### Your tasks
A – Answer each question from the DX12 thread, one answer per line, marked like the questions.
(i) What range of performance gains from running multiple queues on AMD GCN is called usual?
(ii) What is the feature AMD calls asynchronous compute said to actually be about?
(iii) If ordering guarantees are needed, what does the programmer add between threads or queues?
B – According to the DX12 thread, why does the DirectX queue API not guarantee concurrent execution? Answer in one to three sentences.
C – Reproduce the DX12 thread's wording between "Asynchronous means not" and "be implemented sequentially.", inclusive.
** BEGIN Provided text **
DX12 Performance Discussion And Analysis Thread

This sounds like a big deal.
Yeah. I've been waiting for a tech journalist to investigate this for quite a while. I thought Scott Wasson would after all the hints in his TitanX review: http://techreport.com/review/27969/nvidia-geforce-gtx-titan-x-graphics-card-reviewed/3

the fact that we're exceeding the theoretical rate suggests perhaps the GPU clocks are ranging higher via GPU Boost. The "boost" clock on these GeForce cards, on which we've based the numbers in the table above, is more of a typical operating speed, not an absolute peak. Three, I really need to tile my bathroom floor, but we'll defer that for later.

But he never got around to it.
 
Asynchronous means not synchronized. If we say two things are asynchronous, we mean that they are decoupled. Asynchrony does not specify implementation - calls to an asynchronous API may very well be implemented sequentially.

The feature AMD calls asynchronous compute is actually about concurrency: that the hardware can execute graphics and compute at the same time. This concurrency is the source of performance gains.

You missunderstood, it's what I was saying. Asynchronicity is only about [out-of-]order, the scheduling. And that property is a requirement to auto-parallelize the program-stream in the most efficient manner, for example concurrent [program parallelism]. Think fiber to thread auto-parallelizer. An OS chunks threads into fibers and auto-parallelizes them over the available cores, still works with one core. This is only possible because programs handle their synchronization 100% themselfs, programs are by default asynchronous. Imagine programs would have to be executed in launch order. This was needed for GPU, it's a technical debt of the API towards programmers.
 
DirectX queue API (asynchronous compute) is conceptually similar to multithreading API on modern operating systems (windows/linux/etc). OS gives you an API to start multiple threads. You can start more threads than your CPU core count. OS will interleave threads if needed. Threads (generally) proceed asynchronously of each other. There is no guarantees of timing, and no guarantees that two threads run concurrently and/or run sequentially. If ordering guarantees are needed, the programmer will manually add synchronization primitives between threads/queues.

AMD GCN functions a bit like hyperthreading in Intel CPUs. It can execute multiple queues concurrently by sharing the compute units between them. If the compute units are not fully occupied from a single queue, having work available in multiple queues can be used to fill the compute units better. Similarly to hyperthreading, the gains are highly application specific (but usually in 10%-30% region). In some corner cases the performance can even be slightly lower (for example heavy cache trashing or starvation).

DirectX queue API doesn't give any guarantees about concurrent execution. This has been a common design in threading APIs on CPU side. Otherwise the developer would have to write special case handling for hardware that doesn't have enough hardware threads/queues.
 
Last edited:
DirectX queue API (asynchronous compute) is conceptually similar to multithreading API on modern operating systems (windows/linux/etc). OS gives you an API to start multiple threads. You can start more threads than your CPU core count. OS will interleave threads if needed. Threads (generally) proceed asynchronously of each other. There is no guarantees of timing, and no guarantees that two threads run concurrently and/or run sequentially. If ordering guarantees are needed, the programmer will manually add synchronization primitives between threads/queues.
** END Provided text **
** BEGIN Listing **
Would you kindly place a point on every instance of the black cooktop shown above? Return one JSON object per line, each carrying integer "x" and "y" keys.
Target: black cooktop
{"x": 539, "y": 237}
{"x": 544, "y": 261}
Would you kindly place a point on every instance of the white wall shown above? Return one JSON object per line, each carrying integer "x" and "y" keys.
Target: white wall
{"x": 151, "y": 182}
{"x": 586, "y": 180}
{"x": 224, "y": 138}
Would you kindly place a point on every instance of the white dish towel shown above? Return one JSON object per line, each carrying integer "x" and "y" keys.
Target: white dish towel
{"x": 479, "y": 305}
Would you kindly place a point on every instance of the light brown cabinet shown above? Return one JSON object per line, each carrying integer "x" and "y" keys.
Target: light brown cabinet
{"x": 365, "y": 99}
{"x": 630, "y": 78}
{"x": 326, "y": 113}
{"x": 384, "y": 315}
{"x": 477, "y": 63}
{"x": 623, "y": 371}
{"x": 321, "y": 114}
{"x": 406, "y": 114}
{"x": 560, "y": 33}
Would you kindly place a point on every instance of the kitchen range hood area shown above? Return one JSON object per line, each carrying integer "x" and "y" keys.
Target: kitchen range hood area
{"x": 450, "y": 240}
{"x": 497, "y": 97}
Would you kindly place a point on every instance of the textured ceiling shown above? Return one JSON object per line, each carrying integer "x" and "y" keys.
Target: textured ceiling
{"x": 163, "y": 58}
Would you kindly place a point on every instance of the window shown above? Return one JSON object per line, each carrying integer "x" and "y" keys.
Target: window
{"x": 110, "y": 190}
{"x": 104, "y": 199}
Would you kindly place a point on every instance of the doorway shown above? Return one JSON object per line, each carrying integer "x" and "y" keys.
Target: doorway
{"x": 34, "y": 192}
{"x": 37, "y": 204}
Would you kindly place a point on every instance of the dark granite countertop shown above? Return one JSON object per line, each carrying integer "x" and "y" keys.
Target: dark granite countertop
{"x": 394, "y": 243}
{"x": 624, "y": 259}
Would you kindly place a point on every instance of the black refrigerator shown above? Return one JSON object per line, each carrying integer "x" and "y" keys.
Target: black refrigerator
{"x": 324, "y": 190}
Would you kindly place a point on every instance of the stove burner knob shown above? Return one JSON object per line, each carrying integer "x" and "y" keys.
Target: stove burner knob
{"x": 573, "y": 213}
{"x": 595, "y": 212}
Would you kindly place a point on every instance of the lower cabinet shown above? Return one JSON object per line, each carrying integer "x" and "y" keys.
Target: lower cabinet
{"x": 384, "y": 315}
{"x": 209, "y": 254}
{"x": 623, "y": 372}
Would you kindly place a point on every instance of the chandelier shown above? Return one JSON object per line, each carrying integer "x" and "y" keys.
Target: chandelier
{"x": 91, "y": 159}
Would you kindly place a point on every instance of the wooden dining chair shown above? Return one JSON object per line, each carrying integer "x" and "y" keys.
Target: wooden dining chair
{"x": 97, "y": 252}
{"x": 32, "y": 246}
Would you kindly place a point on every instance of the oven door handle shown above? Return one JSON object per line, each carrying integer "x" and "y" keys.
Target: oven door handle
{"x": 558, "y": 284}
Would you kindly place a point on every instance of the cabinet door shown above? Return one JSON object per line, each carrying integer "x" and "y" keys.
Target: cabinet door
** END Listing **
### Results of the exercise
A –
(i) Usually 10%-30%.
(ii) Concurrency: the hardware can execute graphics and compute at the same time.
(iii) Synchronization primitives.

B – Without that guarantee, developers don't have to write special-case handling for hardware that lacks enough hardware threads or queues. This follows a common design in CPU-side threading APIs.

C –
Asynchronous means not synchronized. If we say two things are asynchronous, we mean that they are decoupled. Asynchrony does not specify implementation - calls to an asynchronous API may very well be implemented sequentially.